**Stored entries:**

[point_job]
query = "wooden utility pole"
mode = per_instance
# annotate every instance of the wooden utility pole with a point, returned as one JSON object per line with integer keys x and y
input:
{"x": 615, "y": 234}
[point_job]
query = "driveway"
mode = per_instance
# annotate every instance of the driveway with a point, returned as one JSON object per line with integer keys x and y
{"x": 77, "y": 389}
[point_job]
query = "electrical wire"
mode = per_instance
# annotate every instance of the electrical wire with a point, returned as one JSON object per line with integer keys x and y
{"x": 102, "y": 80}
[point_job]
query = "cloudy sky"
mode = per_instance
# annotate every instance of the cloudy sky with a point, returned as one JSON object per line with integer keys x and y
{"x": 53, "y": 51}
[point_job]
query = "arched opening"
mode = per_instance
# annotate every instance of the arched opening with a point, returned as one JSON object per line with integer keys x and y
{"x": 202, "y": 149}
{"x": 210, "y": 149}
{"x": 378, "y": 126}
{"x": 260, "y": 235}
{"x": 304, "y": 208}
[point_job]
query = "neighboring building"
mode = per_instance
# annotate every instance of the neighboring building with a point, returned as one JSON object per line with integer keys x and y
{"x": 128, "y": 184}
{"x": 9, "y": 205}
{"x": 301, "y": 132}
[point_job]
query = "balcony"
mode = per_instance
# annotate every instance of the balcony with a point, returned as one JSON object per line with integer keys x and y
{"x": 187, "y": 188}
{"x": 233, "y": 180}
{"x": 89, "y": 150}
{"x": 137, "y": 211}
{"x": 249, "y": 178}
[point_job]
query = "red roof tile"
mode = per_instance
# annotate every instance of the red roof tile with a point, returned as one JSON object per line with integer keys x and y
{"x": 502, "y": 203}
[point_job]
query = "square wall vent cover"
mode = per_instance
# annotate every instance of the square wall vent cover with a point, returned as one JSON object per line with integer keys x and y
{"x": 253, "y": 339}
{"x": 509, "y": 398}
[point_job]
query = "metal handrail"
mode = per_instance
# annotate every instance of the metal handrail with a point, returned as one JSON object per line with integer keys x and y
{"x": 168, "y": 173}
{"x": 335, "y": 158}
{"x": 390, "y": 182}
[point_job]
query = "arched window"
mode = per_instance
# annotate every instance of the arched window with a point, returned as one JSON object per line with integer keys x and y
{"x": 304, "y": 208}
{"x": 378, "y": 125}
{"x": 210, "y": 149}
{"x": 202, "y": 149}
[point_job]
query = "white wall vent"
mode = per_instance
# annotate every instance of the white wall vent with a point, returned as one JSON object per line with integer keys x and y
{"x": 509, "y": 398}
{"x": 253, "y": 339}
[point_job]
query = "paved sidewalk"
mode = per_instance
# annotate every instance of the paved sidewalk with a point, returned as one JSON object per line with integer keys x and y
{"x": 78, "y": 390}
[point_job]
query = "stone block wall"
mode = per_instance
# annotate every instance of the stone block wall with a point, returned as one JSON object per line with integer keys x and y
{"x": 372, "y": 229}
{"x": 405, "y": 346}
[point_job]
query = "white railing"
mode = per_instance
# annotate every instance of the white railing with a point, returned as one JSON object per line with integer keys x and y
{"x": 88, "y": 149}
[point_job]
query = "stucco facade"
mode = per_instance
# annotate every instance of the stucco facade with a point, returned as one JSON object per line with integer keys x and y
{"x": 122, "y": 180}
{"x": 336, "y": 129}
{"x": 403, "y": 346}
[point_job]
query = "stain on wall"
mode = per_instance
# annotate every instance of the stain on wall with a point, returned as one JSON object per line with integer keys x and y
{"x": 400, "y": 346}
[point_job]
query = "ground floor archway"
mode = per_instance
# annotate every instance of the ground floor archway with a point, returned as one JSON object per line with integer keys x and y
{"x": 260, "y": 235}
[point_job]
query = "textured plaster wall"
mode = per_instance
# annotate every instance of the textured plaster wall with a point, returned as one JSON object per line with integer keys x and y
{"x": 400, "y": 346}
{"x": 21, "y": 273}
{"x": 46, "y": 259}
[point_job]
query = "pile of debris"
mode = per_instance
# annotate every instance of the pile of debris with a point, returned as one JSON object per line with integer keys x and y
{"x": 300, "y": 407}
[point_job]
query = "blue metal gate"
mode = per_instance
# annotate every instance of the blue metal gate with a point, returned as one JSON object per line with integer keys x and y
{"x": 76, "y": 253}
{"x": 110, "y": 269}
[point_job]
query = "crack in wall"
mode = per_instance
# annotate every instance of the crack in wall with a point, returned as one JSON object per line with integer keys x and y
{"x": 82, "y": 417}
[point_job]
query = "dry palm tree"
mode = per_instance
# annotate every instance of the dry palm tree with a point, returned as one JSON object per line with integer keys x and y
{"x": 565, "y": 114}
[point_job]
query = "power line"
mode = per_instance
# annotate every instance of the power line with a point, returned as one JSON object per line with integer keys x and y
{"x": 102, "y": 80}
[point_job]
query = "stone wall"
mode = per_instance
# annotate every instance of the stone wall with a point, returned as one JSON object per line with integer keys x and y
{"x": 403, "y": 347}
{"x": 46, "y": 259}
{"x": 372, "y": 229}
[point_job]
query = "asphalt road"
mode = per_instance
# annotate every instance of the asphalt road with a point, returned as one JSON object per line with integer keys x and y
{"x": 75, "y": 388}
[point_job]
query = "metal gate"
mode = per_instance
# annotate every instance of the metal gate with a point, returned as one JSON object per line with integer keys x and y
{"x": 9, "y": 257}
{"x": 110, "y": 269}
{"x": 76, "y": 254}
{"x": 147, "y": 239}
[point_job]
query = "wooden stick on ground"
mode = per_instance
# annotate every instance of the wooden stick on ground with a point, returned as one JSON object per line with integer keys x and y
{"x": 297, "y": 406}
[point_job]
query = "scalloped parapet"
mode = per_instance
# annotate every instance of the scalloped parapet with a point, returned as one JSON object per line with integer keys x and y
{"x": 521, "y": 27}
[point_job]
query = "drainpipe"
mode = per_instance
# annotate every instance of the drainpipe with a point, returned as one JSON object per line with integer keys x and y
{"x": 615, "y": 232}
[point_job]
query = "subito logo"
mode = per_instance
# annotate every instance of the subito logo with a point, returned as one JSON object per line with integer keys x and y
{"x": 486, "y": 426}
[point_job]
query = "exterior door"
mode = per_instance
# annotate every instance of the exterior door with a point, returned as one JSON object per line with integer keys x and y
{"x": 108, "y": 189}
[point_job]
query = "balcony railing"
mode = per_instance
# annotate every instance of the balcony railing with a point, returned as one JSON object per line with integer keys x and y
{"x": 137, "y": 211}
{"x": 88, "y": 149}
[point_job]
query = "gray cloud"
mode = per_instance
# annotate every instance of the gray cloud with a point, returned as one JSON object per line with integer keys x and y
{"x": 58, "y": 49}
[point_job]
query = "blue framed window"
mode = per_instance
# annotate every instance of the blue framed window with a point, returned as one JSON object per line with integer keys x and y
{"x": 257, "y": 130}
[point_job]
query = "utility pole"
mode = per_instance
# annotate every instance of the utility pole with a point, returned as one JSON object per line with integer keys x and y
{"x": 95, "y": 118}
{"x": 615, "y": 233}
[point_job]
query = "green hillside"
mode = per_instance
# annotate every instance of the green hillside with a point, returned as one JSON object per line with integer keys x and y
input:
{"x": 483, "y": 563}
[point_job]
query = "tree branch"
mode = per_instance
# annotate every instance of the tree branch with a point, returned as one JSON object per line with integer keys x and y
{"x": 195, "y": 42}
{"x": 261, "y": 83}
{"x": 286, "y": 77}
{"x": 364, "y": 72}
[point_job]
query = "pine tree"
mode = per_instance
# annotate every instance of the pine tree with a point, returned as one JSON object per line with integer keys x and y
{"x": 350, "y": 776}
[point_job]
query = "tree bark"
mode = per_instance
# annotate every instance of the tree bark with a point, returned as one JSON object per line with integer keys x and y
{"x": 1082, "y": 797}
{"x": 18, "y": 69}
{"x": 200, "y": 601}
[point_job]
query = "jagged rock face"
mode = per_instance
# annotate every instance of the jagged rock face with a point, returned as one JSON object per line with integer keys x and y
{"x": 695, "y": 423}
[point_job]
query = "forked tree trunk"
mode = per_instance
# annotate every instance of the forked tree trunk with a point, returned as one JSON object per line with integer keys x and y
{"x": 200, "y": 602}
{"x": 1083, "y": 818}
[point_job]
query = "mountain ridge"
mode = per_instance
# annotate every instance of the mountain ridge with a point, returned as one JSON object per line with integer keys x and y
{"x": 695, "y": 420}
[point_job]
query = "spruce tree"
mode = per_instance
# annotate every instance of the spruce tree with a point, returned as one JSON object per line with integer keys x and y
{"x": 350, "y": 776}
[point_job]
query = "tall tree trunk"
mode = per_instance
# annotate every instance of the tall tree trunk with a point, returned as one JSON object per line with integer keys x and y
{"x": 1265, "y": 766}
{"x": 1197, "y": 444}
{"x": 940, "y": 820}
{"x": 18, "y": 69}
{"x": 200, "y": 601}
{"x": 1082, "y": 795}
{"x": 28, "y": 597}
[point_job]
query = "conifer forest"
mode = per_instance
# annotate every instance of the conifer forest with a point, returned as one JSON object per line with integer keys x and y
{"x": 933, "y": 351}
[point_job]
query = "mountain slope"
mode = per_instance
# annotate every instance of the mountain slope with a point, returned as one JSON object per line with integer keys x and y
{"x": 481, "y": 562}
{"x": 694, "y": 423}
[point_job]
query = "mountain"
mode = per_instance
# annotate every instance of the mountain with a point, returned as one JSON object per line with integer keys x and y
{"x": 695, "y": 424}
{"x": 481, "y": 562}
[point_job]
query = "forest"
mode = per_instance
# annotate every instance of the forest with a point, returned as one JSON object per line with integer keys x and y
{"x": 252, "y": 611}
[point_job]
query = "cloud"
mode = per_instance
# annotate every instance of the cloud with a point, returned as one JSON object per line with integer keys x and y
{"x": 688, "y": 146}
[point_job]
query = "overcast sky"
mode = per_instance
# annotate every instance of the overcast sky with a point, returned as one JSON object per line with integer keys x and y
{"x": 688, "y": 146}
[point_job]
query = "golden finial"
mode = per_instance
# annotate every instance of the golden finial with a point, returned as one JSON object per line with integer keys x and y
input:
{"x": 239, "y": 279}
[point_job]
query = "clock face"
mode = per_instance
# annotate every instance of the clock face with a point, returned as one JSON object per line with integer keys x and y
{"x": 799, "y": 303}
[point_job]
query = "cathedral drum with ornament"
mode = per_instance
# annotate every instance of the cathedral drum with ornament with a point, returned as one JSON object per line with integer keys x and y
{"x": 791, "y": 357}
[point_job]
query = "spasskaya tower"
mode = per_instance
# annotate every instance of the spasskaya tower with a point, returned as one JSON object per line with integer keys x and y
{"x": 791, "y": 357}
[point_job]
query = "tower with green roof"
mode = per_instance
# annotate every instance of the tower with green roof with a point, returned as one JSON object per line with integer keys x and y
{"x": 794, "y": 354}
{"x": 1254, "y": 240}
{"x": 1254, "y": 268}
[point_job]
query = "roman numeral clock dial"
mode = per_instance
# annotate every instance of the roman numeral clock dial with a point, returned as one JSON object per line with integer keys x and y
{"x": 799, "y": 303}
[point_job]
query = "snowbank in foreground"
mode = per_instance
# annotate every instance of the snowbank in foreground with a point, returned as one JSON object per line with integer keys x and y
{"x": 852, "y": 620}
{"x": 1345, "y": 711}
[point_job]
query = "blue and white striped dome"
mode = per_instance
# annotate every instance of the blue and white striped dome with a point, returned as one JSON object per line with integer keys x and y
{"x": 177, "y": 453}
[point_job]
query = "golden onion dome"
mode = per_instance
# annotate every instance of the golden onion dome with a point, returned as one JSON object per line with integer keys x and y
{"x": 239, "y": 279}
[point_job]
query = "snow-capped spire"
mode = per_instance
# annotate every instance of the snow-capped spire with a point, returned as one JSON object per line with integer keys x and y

**Given exercise:** Filter the items for lines containing the string "capped", and copy each such line.

**Full solution:**
query = "snow-capped spire"
# annotate every instance of the snow-capped spire with a point, returned as one JSON object per line with integer keys x and y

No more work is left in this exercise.